[Opening Data in this exercise section]
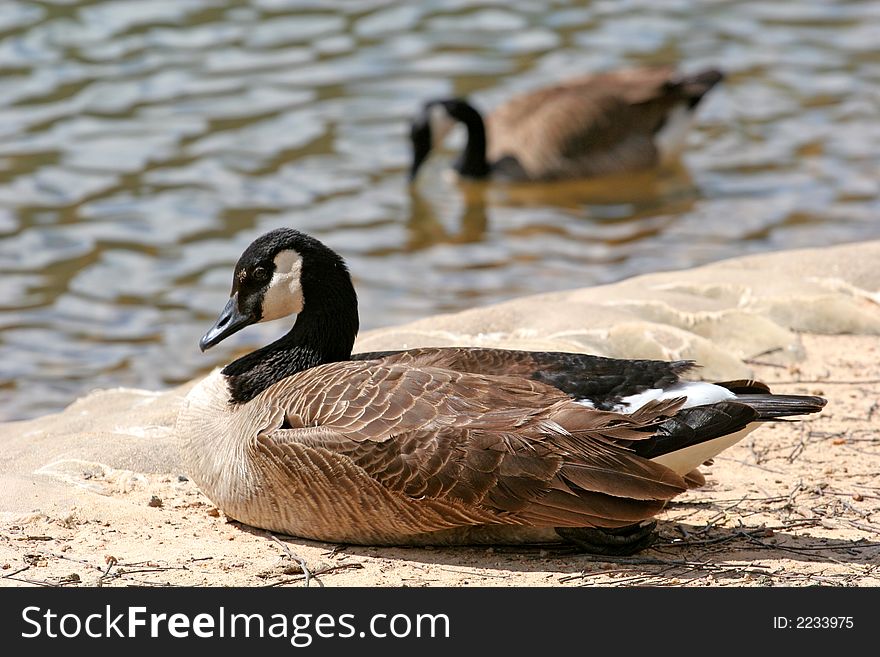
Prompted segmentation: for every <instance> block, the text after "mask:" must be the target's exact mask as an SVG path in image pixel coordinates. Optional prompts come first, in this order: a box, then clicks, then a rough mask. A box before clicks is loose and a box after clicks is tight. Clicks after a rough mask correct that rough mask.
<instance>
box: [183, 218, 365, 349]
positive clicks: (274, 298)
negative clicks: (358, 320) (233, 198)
mask: <svg viewBox="0 0 880 657" xmlns="http://www.w3.org/2000/svg"><path fill="white" fill-rule="evenodd" d="M306 299H308V300H309V301H311V305H310V307H313V309H314V311H315V313H320V311H321V309H322V307H323V306H325V305H326V304H325V302H326V301H327V300H328V299H330V300H334V299H335V300H337V301H340V300H341V302H342V303H343V304H348V305H349V306H351V307H352V310H353V312H354V315H355V317H356V316H357V297H356V295H355V292H354V288H353V286H352V283H351V277H350V275H349V273H348V268H347V267H346V265H345V262H344V261H343V260H342V258H341V257H340V256H339V255H338V254H337V253H335V252H334V251H333V250H331V249H330V248H328V247H327V246H325V245H324V244H323V243H321V242H320V241H318V240H316V239H315V238H313V237H311V236H309V235H306V234H304V233H301V232H299V231H298V230H294V229H292V228H278V229H276V230H273V231H270V232H268V233H266V234H264V235H262V236H260V237H258V238H257V239H256V240H254V241H253V242H252V243H251V244H250V246H248V247H247V249H245V251H244V253H242V254H241V257H240V258H239V259H238V262H237V263H236V265H235V271H234V273H233V277H232V292H231V293H230V296H229V301H228V302H227V303H226V307H225V308H223V311H222V312H221V313H220V316H219V317H218V318H217V321H216V322H215V323H214V325H213V326H212V327H211V328H210V329H209V330H208V332H207V333H205V335H204V336H203V337H202V339H201V340H199V347H200V348H201V350H202V351H206V350H207V349H210V348H211V347H213V346H214V345H216V344H218V343H219V342H221V341H223V340H225V339H226V338H228V337H229V336H230V335H233V334H234V333H237V332H238V331H240V330H241V329H243V328H244V327H246V326H249V325H251V324H256V323H257V322H267V321H270V320H273V319H278V318H280V317H286V316H287V315H293V314H297V315H302V313H304V311H305V308H306ZM356 323H357V320H356V319H355V324H356ZM356 330H357V329H356V328H355V331H356Z"/></svg>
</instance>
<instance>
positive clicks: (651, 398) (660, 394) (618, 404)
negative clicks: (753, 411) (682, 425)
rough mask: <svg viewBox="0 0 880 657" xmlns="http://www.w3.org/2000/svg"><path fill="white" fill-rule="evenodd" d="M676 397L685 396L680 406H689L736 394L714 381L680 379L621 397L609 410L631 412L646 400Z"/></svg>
mask: <svg viewBox="0 0 880 657" xmlns="http://www.w3.org/2000/svg"><path fill="white" fill-rule="evenodd" d="M676 397H687V401H686V402H685V403H684V406H682V408H691V407H692V406H704V405H706V404H715V403H717V402H720V401H725V400H727V399H734V398H735V397H736V395H735V394H733V393H732V392H731V391H730V390H728V389H727V388H723V387H721V386H718V385H715V384H714V383H706V382H704V381H682V382H680V383H676V384H675V385H671V386H669V387H668V388H650V389H649V390H645V391H644V392H640V393H638V394H636V395H630V396H629V397H621V399H620V401H619V402H618V403H617V405H615V406H614V408H613V409H611V410H613V411H614V412H615V413H633V412H634V411H636V410H638V409H640V408H641V407H642V406H644V405H645V404H647V403H648V402H651V401H656V400H659V399H675V398H676Z"/></svg>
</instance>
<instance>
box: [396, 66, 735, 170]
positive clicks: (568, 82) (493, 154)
mask: <svg viewBox="0 0 880 657" xmlns="http://www.w3.org/2000/svg"><path fill="white" fill-rule="evenodd" d="M722 77H723V75H722V73H721V72H719V71H717V70H714V69H712V70H705V71H702V72H700V73H696V74H691V75H682V74H679V73H676V72H675V71H674V70H673V69H672V68H666V67H658V68H636V69H624V70H618V71H611V72H605V73H597V74H593V75H586V76H581V77H577V78H574V79H571V80H567V81H564V82H561V83H559V84H555V85H553V86H549V87H544V88H542V89H538V90H536V91H532V92H529V93H525V94H522V95H519V96H516V97H514V98H513V99H511V100H509V101H508V102H507V103H505V104H504V105H502V106H501V107H499V108H498V109H496V110H495V111H494V112H492V114H491V115H489V117H488V119H487V121H486V122H485V123H484V121H483V117H482V116H481V114H480V112H479V111H478V110H477V109H476V108H474V107H473V105H471V104H470V103H468V102H467V101H466V100H464V99H462V98H448V99H441V100H433V101H430V102H428V103H426V104H425V105H424V107H423V109H422V112H421V114H420V115H419V116H418V118H416V120H415V121H414V122H413V123H412V125H411V130H410V139H411V141H412V150H413V161H412V168H411V169H410V179H415V177H416V175H417V173H418V171H419V168H420V167H421V166H422V164H423V163H424V161H425V160H426V159H427V157H428V154H429V153H430V152H431V149H432V148H434V147H437V146H438V145H440V144H441V143H442V141H443V139H444V138H445V137H446V135H447V134H448V132H449V131H450V130H451V129H452V127H453V126H454V125H455V124H456V123H462V124H464V125H465V127H466V128H467V143H466V145H465V147H464V150H463V151H462V153H461V155H460V157H459V158H458V160H457V161H456V163H455V165H454V170H455V171H456V172H457V173H458V175H459V176H461V177H463V178H476V179H485V178H490V177H491V178H492V179H501V180H507V181H512V182H518V181H548V180H563V179H574V178H586V177H592V176H599V175H609V174H615V173H626V172H631V171H637V170H643V169H649V168H652V167H655V166H657V165H659V164H665V163H667V162H670V161H673V160H675V158H676V157H677V156H678V155H679V153H680V151H681V149H682V148H683V146H684V139H685V136H686V134H687V131H688V129H689V128H690V125H691V124H692V122H693V119H694V114H695V112H696V108H697V105H698V104H699V103H700V100H702V98H703V96H704V95H705V94H706V93H707V92H708V91H709V90H710V89H711V88H712V87H714V86H715V85H716V84H717V83H718V82H719V81H720V80H721V79H722Z"/></svg>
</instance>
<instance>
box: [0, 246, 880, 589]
mask: <svg viewBox="0 0 880 657" xmlns="http://www.w3.org/2000/svg"><path fill="white" fill-rule="evenodd" d="M817 255H818V256H819V257H818V258H817ZM878 255H880V243H873V244H871V245H854V246H851V247H836V248H834V249H827V250H809V251H799V252H791V253H789V254H772V255H770V256H760V257H757V258H752V259H746V260H745V261H743V262H739V261H729V262H728V263H721V264H720V265H716V266H710V267H706V268H700V269H699V270H693V271H691V272H680V273H672V274H663V275H654V276H651V277H641V278H640V279H634V280H633V281H628V282H623V283H621V284H617V285H614V286H605V287H603V288H596V289H595V290H588V291H573V292H572V293H565V294H554V295H542V297H541V298H540V304H547V305H546V306H541V307H546V308H553V307H561V308H562V311H560V312H559V313H558V317H557V316H556V315H553V314H552V313H544V312H542V313H534V309H535V307H536V306H537V305H540V304H539V303H538V301H537V300H535V299H530V300H517V302H516V304H519V305H516V304H513V305H502V306H499V307H495V308H489V309H482V310H480V311H479V312H476V314H464V315H458V316H449V317H445V318H433V319H432V320H426V321H425V322H424V323H416V324H414V325H412V326H409V327H398V328H394V329H388V330H385V331H379V332H373V333H371V334H367V335H365V336H363V339H362V340H361V341H360V342H359V345H360V346H361V347H362V348H374V347H376V346H378V345H384V344H397V345H400V346H404V344H407V345H409V346H412V344H411V343H413V342H419V341H433V342H438V341H439V342H443V341H444V340H448V341H452V342H454V341H462V342H464V341H467V342H470V343H481V344H487V343H492V344H500V345H502V346H510V345H513V344H515V345H518V346H522V345H526V344H528V345H534V346H535V347H546V346H548V345H553V346H557V347H558V346H559V344H565V345H569V347H570V348H582V349H587V347H588V346H592V347H593V348H592V349H590V350H591V351H594V352H597V353H598V352H604V353H609V354H611V355H624V352H625V354H626V355H629V356H643V355H645V354H646V353H648V354H650V353H657V354H659V355H663V356H666V357H694V356H696V357H697V359H698V360H701V361H703V360H705V361H706V362H707V370H708V372H709V374H712V375H714V374H716V373H719V374H725V373H730V374H737V375H738V374H742V373H743V372H747V373H749V374H752V375H754V376H755V377H757V378H760V379H763V380H764V381H766V382H768V383H769V384H770V385H771V386H772V388H773V389H774V390H775V391H779V392H794V393H808V394H821V395H824V396H825V397H827V398H828V406H827V407H826V409H825V410H824V411H823V412H822V413H821V414H819V415H817V416H813V417H810V418H809V419H806V420H804V421H799V422H789V423H779V424H772V425H765V426H763V427H761V428H759V429H757V430H756V431H754V432H753V433H752V434H750V436H749V437H748V438H747V439H746V440H745V441H744V442H742V443H740V444H739V445H737V446H735V447H734V448H732V449H730V450H728V451H727V452H725V453H724V454H723V455H722V456H720V457H719V458H717V459H716V460H715V462H714V464H712V465H711V466H709V467H705V468H704V473H705V474H706V479H707V484H706V486H705V487H703V488H701V489H697V490H694V491H690V492H688V493H687V494H685V495H682V496H681V497H679V498H677V499H676V500H675V501H674V502H673V503H672V504H671V505H670V506H669V508H668V509H667V510H666V511H665V512H664V513H663V514H662V515H661V516H660V518H659V520H660V522H659V530H660V540H659V542H658V543H657V545H656V546H654V547H653V548H651V549H648V550H646V551H645V552H643V553H641V554H639V555H638V556H636V557H632V558H622V559H615V560H609V559H608V558H605V557H603V558H597V557H593V556H590V555H585V554H581V553H578V552H576V551H574V550H572V549H570V548H567V547H564V546H563V547H561V546H543V547H535V548H528V549H521V548H517V549H511V548H504V547H496V548H489V549H487V548H485V547H483V548H456V549H445V548H444V549H424V548H407V549H400V548H372V547H371V548H365V547H354V546H339V545H332V544H325V543H318V542H314V541H307V540H302V539H298V538H292V537H284V536H272V535H270V534H268V533H267V532H264V531H262V530H258V529H254V528H250V527H247V526H243V525H241V524H239V523H237V522H234V521H229V520H228V519H227V518H226V517H225V516H224V514H223V513H222V512H221V511H220V510H218V509H217V508H215V507H214V506H213V505H212V504H211V503H210V501H209V500H207V499H206V498H205V497H204V496H203V495H202V494H201V493H200V492H199V491H198V489H197V488H196V487H195V486H194V485H193V483H192V482H191V481H189V480H188V479H187V478H186V476H185V473H184V472H181V471H180V470H179V468H178V467H177V464H176V452H175V449H174V445H175V436H174V435H173V431H172V430H171V427H172V426H173V418H174V415H175V411H176V405H177V404H178V403H179V400H180V398H181V395H182V394H183V393H184V392H185V390H186V389H187V386H184V387H182V388H180V389H177V390H172V391H160V392H148V391H124V390H122V391H108V392H99V393H95V394H93V395H91V396H90V397H87V398H85V399H84V400H81V401H78V402H76V403H74V404H72V405H71V407H69V408H68V409H67V410H65V412H64V413H61V414H58V415H54V416H47V417H45V418H39V419H37V420H33V421H28V422H20V423H9V424H7V425H0V445H2V446H3V451H2V454H3V457H2V459H0V482H2V484H3V490H4V491H5V494H4V498H3V500H2V501H0V568H2V570H0V578H2V579H0V585H2V586H7V587H8V586H35V585H49V586H130V585H151V586H169V585H170V586H180V585H183V586H248V587H251V586H253V587H256V586H279V585H288V586H304V585H316V584H317V583H318V580H319V581H320V583H321V584H323V585H325V586H352V585H368V586H633V585H639V586H644V585H649V586H650V585H663V586H668V585H680V586H769V585H785V586H806V585H831V586H877V585H880V523H878V522H877V521H878V518H880V515H878V514H880V432H878V428H880V306H878V300H880V296H878V294H877V290H878V289H880V273H878V272H873V268H872V266H871V265H872V263H876V262H878V259H877V256H878ZM798 262H800V263H801V264H800V265H797V263H798ZM793 263H794V264H793ZM762 267H763V268H765V269H766V270H768V271H773V272H774V275H773V281H772V282H771V281H770V280H769V279H768V277H767V275H766V271H765V272H764V276H763V278H764V279H765V280H767V281H768V282H767V285H766V286H763V287H761V288H760V289H765V288H773V291H772V294H770V293H768V294H765V295H764V296H761V294H757V293H756V290H758V289H759V285H758V284H754V285H753V286H752V287H751V288H749V289H746V288H747V287H748V285H746V284H745V283H743V281H744V280H745V278H743V277H746V278H748V277H752V276H755V277H757V278H756V280H760V279H761V277H762V276H761V270H762ZM811 268H812V269H811ZM820 271H821V272H826V274H825V275H823V276H818V274H817V272H820ZM675 281H678V283H675ZM696 281H699V282H700V285H702V288H700V289H703V290H704V291H705V294H703V297H704V299H703V301H700V303H699V304H697V305H689V304H691V303H692V300H690V299H689V298H685V297H682V298H681V299H679V301H680V303H678V305H676V304H675V303H673V301H671V300H669V299H667V298H665V297H663V296H662V295H661V294H660V293H659V292H657V293H656V294H654V295H653V296H652V295H650V294H649V292H650V290H652V289H654V290H665V291H669V290H670V289H673V288H674V290H673V291H674V292H675V294H680V292H681V290H682V289H685V288H686V287H687V286H691V287H690V288H688V289H690V290H693V289H696V288H695V287H694V285H695V282H696ZM737 281H738V282H737ZM785 281H788V285H789V287H788V288H785V287H784V285H783V284H784V283H785ZM673 283H675V285H673V287H672V288H670V285H672V284H673ZM676 285H678V287H676ZM652 286H653V287H652ZM737 286H738V287H737ZM777 288H778V289H777ZM732 290H738V292H737V294H739V296H738V297H736V298H734V296H735V295H733V296H731V295H732V294H733V293H732V292H731V291H732ZM817 290H819V291H818V292H817ZM579 295H580V296H579ZM583 295H586V296H583ZM640 295H641V297H640ZM823 295H825V296H823ZM728 296H729V297H730V298H727V297H728ZM640 299H641V303H639V301H640ZM645 299H648V301H647V302H646V301H645ZM656 299H661V300H662V302H663V303H662V304H660V305H657V304H656V303H655V300H656ZM719 299H722V301H723V303H722V305H723V308H721V307H719V306H718V304H719V303H720V302H719ZM744 299H749V301H748V302H745V301H744ZM773 299H779V300H782V299H787V302H786V303H787V305H786V304H783V303H782V302H781V301H780V303H778V304H775V305H774V303H771V301H772V300H773ZM823 299H824V300H823ZM585 300H588V301H589V304H592V306H591V308H592V309H591V310H590V312H589V317H590V318H589V319H585V317H586V315H580V314H578V312H574V311H573V310H572V308H574V307H575V306H577V304H576V303H575V302H584V303H586V301H585ZM701 304H702V305H701ZM750 304H751V305H750ZM811 304H812V305H811ZM600 306H601V307H603V308H604V309H605V310H606V311H607V312H605V314H602V313H596V312H593V311H594V310H595V309H596V308H598V307H600ZM516 308H519V309H520V310H522V311H523V313H525V309H528V310H529V311H530V312H529V314H530V315H535V314H540V315H541V320H540V321H542V322H543V326H544V329H541V328H540V327H538V328H535V327H526V329H527V330H526V329H523V322H522V321H521V318H522V316H523V315H522V314H518V313H517V312H515V311H514V309H516ZM633 308H637V309H638V310H637V311H633ZM670 308H673V309H677V312H678V313H679V315H678V319H675V317H676V314H675V313H673V312H672V311H671V310H670ZM725 308H726V309H727V310H729V311H730V312H727V310H725ZM785 308H787V310H786V311H783V310H780V309H785ZM817 308H825V310H826V311H827V313H825V314H823V313H820V312H819V311H818V310H817ZM624 309H625V310H626V312H628V313H632V312H636V315H637V317H636V318H633V317H632V316H631V317H630V318H629V321H628V323H627V325H628V326H631V328H632V331H631V334H630V333H626V334H625V335H624V334H623V333H621V332H620V331H622V330H623V329H622V328H621V327H622V324H623V323H624V322H621V317H620V313H621V312H624ZM612 310H613V312H612ZM710 311H711V312H710ZM707 313H710V314H711V313H714V315H712V317H714V319H712V320H711V322H710V323H711V326H712V329H711V330H701V329H700V328H699V327H700V322H699V321H698V320H695V319H694V318H699V317H703V318H706V317H709V315H707ZM811 313H812V314H811ZM686 315H687V317H685V316H686ZM563 316H565V317H566V318H567V319H566V320H565V321H567V322H569V324H570V326H569V327H568V328H565V326H563V324H564V322H562V320H561V319H559V318H560V317H563ZM597 317H599V319H597ZM688 317H689V319H688ZM603 318H604V319H603ZM820 318H822V321H824V322H825V324H822V322H820V321H819V319H820ZM606 320H607V325H606V326H604V328H603V326H601V325H600V324H601V322H602V321H606ZM636 320H638V321H636ZM728 320H729V321H728ZM752 320H754V321H752ZM706 321H709V320H706ZM560 322H562V323H560ZM762 322H764V323H762ZM810 322H812V323H810ZM646 326H647V327H648V328H646ZM706 326H708V324H707V325H706ZM745 326H750V327H753V328H754V327H757V329H756V330H755V331H753V333H754V334H749V332H748V331H745V330H744V329H743V327H745ZM467 327H470V329H468V328H467ZM474 327H485V331H483V332H478V331H475V329H474ZM612 327H617V332H615V330H614V329H613V328H612ZM683 327H684V328H683ZM736 327H739V329H738V330H739V333H740V338H739V341H738V342H737V340H736V339H735V338H734V336H735V335H736V331H733V329H734V328H736ZM762 327H763V328H762ZM704 328H705V327H704ZM648 329H650V331H649V330H648ZM646 331H647V333H646ZM664 331H665V333H664ZM646 335H650V337H651V339H650V340H647V339H643V340H642V341H638V340H636V339H635V337H638V336H646ZM402 336H405V337H402ZM419 336H422V338H423V339H422V338H419ZM670 336H672V337H674V338H675V340H672V338H671V337H670ZM686 336H692V337H693V339H692V340H690V342H688V340H687V339H685V337H686ZM768 336H772V337H773V340H770V337H768ZM572 340H575V342H572ZM768 340H769V342H768ZM560 341H561V342H560ZM577 341H579V342H577ZM774 341H775V342H774ZM588 343H589V344H588ZM712 345H716V346H718V349H717V353H716V352H715V351H712ZM658 350H659V351H658ZM708 378H711V377H708Z"/></svg>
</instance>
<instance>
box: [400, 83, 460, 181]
mask: <svg viewBox="0 0 880 657" xmlns="http://www.w3.org/2000/svg"><path fill="white" fill-rule="evenodd" d="M465 107H469V105H468V104H467V102H466V101H464V100H462V99H460V98H447V99H444V100H432V101H429V102H427V103H425V105H424V106H423V107H422V112H421V113H420V114H419V115H418V116H417V117H416V118H415V120H414V121H413V122H412V125H411V126H410V133H409V137H410V141H411V142H412V150H413V161H412V167H411V168H410V172H409V179H410V180H415V177H416V174H418V171H419V168H420V167H421V166H422V164H424V162H425V160H426V159H428V155H429V154H430V153H431V150H432V149H434V148H439V147H440V146H441V145H442V143H443V140H444V139H445V138H446V135H448V134H449V132H450V131H451V130H452V128H453V127H454V126H455V124H456V122H458V121H462V119H463V116H464V114H465V110H464V108H465Z"/></svg>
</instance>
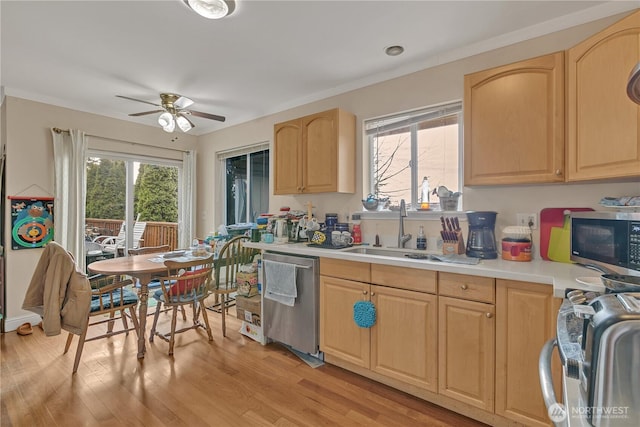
[Closing Data in this exercise section]
## What the exercise asks
Please copy the stretch from the start of the data through the line containing "negative clicks: (358, 320) (233, 198)", both ends included, leaving out any pictures.

## Exercise solution
Prompted segmentation: for every <instance> block, the text after "mask:" must be the target's exact mask as an SVG path in image pixel coordinates. Optional prompts come first, in this order: a box, then clicks, then a rough mask. A box before clicks is loose and a box after clicks is tight. Clicks after a rough mask correct that rough mask.
<instance>
box: [183, 218, 365, 349]
positive clicks: (274, 298)
negative clicks: (358, 320) (233, 198)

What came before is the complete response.